Task statement: Pick out every line of the records below that contains the word "mark" and copy each of those lines.

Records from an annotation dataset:
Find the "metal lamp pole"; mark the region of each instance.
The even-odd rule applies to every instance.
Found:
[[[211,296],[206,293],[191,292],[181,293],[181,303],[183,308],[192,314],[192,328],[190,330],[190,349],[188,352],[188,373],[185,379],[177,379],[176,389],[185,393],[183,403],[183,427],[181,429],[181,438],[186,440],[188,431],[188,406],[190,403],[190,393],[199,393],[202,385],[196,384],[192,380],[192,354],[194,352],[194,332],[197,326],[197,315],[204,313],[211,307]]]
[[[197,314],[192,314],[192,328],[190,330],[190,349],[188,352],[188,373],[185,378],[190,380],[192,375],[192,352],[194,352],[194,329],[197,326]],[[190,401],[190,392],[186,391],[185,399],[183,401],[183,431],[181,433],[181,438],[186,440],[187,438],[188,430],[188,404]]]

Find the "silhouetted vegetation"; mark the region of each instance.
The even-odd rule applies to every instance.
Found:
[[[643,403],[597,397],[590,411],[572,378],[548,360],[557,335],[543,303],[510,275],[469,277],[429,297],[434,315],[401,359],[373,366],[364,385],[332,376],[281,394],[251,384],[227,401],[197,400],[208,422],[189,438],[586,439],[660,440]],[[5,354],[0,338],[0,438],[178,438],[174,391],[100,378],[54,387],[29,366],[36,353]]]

---

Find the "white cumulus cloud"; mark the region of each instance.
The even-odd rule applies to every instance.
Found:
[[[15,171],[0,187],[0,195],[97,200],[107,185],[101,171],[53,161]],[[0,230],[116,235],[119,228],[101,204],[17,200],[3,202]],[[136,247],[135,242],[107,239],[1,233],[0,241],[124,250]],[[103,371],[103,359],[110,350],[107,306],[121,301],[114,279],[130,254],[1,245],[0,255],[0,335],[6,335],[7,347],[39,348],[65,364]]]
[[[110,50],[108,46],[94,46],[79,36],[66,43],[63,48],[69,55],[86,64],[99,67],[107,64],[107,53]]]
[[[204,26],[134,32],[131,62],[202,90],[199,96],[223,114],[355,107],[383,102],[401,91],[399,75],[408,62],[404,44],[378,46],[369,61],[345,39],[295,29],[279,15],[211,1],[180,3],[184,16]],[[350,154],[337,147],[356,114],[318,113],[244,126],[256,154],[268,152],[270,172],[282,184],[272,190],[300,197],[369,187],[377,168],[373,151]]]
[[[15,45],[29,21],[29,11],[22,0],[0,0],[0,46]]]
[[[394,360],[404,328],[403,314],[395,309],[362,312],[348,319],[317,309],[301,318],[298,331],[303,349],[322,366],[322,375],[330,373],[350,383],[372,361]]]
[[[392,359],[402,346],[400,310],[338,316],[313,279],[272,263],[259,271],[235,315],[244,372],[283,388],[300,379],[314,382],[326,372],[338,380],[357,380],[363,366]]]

Problem solution:
Find the "metal lamp pole"; mark the region of each instance.
Find the "silhouetted vegetation"; mark the region of each instance.
Find the "white cumulus cloud"; mark the region of each instance.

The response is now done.